Present the lines below as a numbered list, omitting any blank lines.

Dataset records
——————

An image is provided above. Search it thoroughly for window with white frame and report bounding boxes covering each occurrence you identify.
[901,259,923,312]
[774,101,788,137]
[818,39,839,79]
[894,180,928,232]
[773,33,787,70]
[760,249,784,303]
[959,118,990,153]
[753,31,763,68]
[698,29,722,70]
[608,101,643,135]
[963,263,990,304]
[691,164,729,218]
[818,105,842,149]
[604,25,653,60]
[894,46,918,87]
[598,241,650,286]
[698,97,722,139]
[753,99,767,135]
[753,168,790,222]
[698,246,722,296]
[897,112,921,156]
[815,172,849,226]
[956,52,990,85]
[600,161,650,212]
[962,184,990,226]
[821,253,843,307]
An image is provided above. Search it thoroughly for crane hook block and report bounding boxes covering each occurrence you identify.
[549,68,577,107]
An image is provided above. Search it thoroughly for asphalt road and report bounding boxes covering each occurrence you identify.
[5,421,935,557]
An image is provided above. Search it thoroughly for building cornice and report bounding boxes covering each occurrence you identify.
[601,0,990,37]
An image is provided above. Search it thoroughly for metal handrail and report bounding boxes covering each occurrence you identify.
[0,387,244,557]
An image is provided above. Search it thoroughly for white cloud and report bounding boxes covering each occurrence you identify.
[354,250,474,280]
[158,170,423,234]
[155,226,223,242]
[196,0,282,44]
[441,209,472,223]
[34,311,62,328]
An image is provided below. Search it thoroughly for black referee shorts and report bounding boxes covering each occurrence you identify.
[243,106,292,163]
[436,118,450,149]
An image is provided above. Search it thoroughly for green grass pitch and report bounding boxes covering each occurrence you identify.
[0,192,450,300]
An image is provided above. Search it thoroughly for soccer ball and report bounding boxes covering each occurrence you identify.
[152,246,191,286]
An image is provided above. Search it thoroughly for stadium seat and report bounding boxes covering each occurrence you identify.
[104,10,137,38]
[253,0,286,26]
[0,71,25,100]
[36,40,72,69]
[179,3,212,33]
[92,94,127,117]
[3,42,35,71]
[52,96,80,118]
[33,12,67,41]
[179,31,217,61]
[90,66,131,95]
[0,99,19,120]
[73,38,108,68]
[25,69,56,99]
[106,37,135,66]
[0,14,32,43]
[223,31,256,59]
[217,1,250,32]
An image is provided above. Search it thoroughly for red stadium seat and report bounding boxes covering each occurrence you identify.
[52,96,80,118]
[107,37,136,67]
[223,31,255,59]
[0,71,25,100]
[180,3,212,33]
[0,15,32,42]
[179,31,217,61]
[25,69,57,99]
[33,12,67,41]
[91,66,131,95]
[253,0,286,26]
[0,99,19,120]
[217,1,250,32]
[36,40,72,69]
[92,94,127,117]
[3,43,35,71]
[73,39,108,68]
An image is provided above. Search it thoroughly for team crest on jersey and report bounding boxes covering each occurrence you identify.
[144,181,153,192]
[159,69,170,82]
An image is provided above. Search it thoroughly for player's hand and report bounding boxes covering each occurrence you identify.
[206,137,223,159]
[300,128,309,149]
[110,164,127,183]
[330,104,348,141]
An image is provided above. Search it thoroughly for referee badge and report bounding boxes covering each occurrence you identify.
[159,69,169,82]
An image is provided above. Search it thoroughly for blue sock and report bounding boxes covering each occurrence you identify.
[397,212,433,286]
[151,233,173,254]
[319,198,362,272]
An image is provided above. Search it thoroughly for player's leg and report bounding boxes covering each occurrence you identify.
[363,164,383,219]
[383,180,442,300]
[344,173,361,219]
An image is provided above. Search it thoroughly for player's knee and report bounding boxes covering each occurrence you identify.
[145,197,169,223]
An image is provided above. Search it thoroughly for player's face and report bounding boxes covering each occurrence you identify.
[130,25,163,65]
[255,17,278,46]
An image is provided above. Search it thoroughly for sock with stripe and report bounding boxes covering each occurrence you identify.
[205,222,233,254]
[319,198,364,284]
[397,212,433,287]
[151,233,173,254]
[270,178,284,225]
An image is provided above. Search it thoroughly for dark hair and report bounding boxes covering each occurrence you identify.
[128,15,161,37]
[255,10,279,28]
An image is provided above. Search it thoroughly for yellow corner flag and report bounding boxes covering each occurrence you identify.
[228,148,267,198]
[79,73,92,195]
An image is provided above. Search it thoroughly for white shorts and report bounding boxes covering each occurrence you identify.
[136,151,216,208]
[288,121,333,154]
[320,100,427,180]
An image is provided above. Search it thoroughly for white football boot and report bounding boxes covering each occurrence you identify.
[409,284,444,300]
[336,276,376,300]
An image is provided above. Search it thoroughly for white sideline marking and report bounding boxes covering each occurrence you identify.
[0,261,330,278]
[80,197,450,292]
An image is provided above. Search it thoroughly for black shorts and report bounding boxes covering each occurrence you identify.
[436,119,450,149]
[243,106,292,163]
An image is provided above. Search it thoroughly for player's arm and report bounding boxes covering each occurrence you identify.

——————

▶ Response to the task
1. An image is provided above. Search it thoroughly for window with white frame and report bounding boxes covering each occurrence you identify.
2. [901,259,923,312]
3. [774,101,788,137]
4. [818,39,839,79]
5. [894,180,928,232]
6. [773,33,787,70]
7. [760,249,784,303]
8. [959,118,990,153]
9. [753,31,763,68]
10. [698,29,722,70]
11. [608,101,643,135]
12. [963,263,990,304]
13. [691,164,729,218]
14. [818,105,842,149]
15. [604,25,653,60]
16. [894,46,918,87]
17. [598,241,650,286]
18. [698,97,722,139]
19. [753,99,767,135]
20. [753,168,790,222]
21. [698,246,722,296]
22. [897,112,921,156]
23. [815,172,849,226]
24. [956,52,990,85]
25. [600,161,650,212]
26. [962,184,990,226]
27. [821,253,843,307]
28. An image is provided above. Search it thoroughly for crane hook block and report bounding boxes covering each occurrence you identify.
29. [549,68,577,107]
30. An image is provided above. Search it thoroughly for asphalt road and report bounding boxes covering each occurrence you identify.
31. [5,421,935,557]
32. An image is provided above. Search it thoroughly for building cornice and report bounding boxes covering each occurrence you identify.
33. [601,0,990,37]
34. An image is provided above. Search it thoroughly for metal handrail and report bounding boxes covering each occurrence you identify.
35. [0,387,244,557]
36. An image is provided above. Search it thoroughly for white cloud and report bounding boxes covering each occurrence you identify.
37. [354,250,474,280]
38. [158,170,423,234]
39. [155,226,223,242]
40. [196,0,282,44]
41. [441,209,472,223]
42. [34,311,62,328]
43. An image is provided below. Search it thoroughly for black referee shorts and report bounding boxes covering each occurrence you identify.
44. [243,106,292,163]
45. [436,118,450,149]
46. An image is provided above. Search it thoroughly for green grass pitch and report bounding boxes covering each occurrence you identify.
47. [0,192,450,300]
48. An image is provided above. Search it thoroughly for soccer ball and report bounding boxes covering each occurrence you identify.
49. [152,246,191,286]
50. An image is provided above. Search it thoroughly for stadium seat and report bounding boxes covering each occurrence you identify.
51. [104,10,137,38]
52. [253,0,286,26]
53. [0,71,25,100]
54. [36,40,72,69]
55. [179,3,212,33]
56. [92,94,127,117]
57. [3,42,35,71]
58. [52,96,80,118]
59. [33,12,67,41]
60. [179,31,217,61]
61. [90,66,131,95]
62. [0,99,19,120]
63. [73,38,108,68]
64. [25,69,56,99]
65. [106,37,135,66]
66. [0,14,32,43]
67. [223,31,256,59]
68. [217,1,250,32]
69. An image is provided above. Search it thoroughly for red stadium seat and report bounding boxes covering each occurrence you identify.
70. [52,96,80,118]
71. [107,37,136,67]
72. [223,31,255,59]
73. [0,71,25,100]
74. [180,3,212,33]
75. [0,15,32,42]
76. [179,31,217,61]
77. [25,69,57,99]
78. [33,12,67,41]
79. [91,66,131,95]
80. [253,0,286,26]
81. [0,99,19,120]
82. [217,1,250,32]
83. [36,40,72,69]
84. [92,94,127,117]
85. [3,43,35,71]
86. [73,39,108,68]
87. An image is provided above. Search it thoroughly for team crest on jersey and report bounding boxes covering each occurrence you identify.
88. [144,181,153,192]
89. [159,69,170,82]
90. An image is provided above. Search it thoroughly for player's hand and report bounding boxes covering each occurrence you identify.
91. [206,137,223,159]
92. [300,128,309,149]
93. [110,164,127,183]
94. [330,104,348,141]
95. An image is provided above. Search it thoroughly for referee badge and report bounding boxes covering each occurrence you identify.
96. [159,69,169,82]
97. An image is provided above. Search it thoroughly for blue sock and report bounding boxes covering each occurrence you identify.
98. [397,212,433,286]
99. [151,233,173,254]
100. [319,198,362,272]
101. An image is provided above. Search it thoroughly for player's leg and report bounding boxes covering each occurrence you identify.
102. [363,164,383,219]
103. [383,180,442,300]
104. [344,173,361,219]
105. An image is provided above. Search it thoroughly for player's knee and report bounding boxes covering each occurrence you identify.
106. [145,197,169,223]
107. An image is provided above. Search it thoroughly for player's face and report bounding boxes covering each occurrence you identify.
108. [130,25,163,65]
109. [255,17,278,46]
110. An image is provided above. Search it thoroughly for sock with stripe and report bounding boxes covering each occurrence you identify.
111. [205,222,233,254]
112. [319,198,364,284]
113. [397,212,433,287]
114. [151,233,173,254]
115. [270,178,284,225]
116. An image is provided above. Search it thoroughly for dark hair and report bounding boxes covering each occurrence you identify.
117. [128,15,161,37]
118. [255,10,279,28]
119. An image is provided above. Search it thoroughly for yellow corner flag and report bounding boxes covering each occurrence you identify.
120. [228,148,267,198]
121. [79,73,92,195]
122. An image is provided above. Search it thoroughly for white shorts and report bounding boxes covering each occurrence you identify.
123. [136,151,216,208]
124. [288,121,333,154]
125. [320,100,427,180]
126. An image is provided above. Search it thoroughly for white football boot and report bounding boxes covering each occurrence you identify.
127. [409,284,444,300]
128. [336,276,376,300]
129. An image is provided above. Search it thoroughly for white sideline marking and report bounding boxes covering each occurrence you identify.
130. [0,261,330,278]
131. [80,197,450,292]
132. An image is provided above. Search it thoroughly for black shorts and report bounding boxes covering each occurrence you identify.
133. [436,119,450,149]
134. [243,106,292,163]
135. An image is provided above. Search it thoroughly for player's arm and report bounding boxes covering each occurrence you identify.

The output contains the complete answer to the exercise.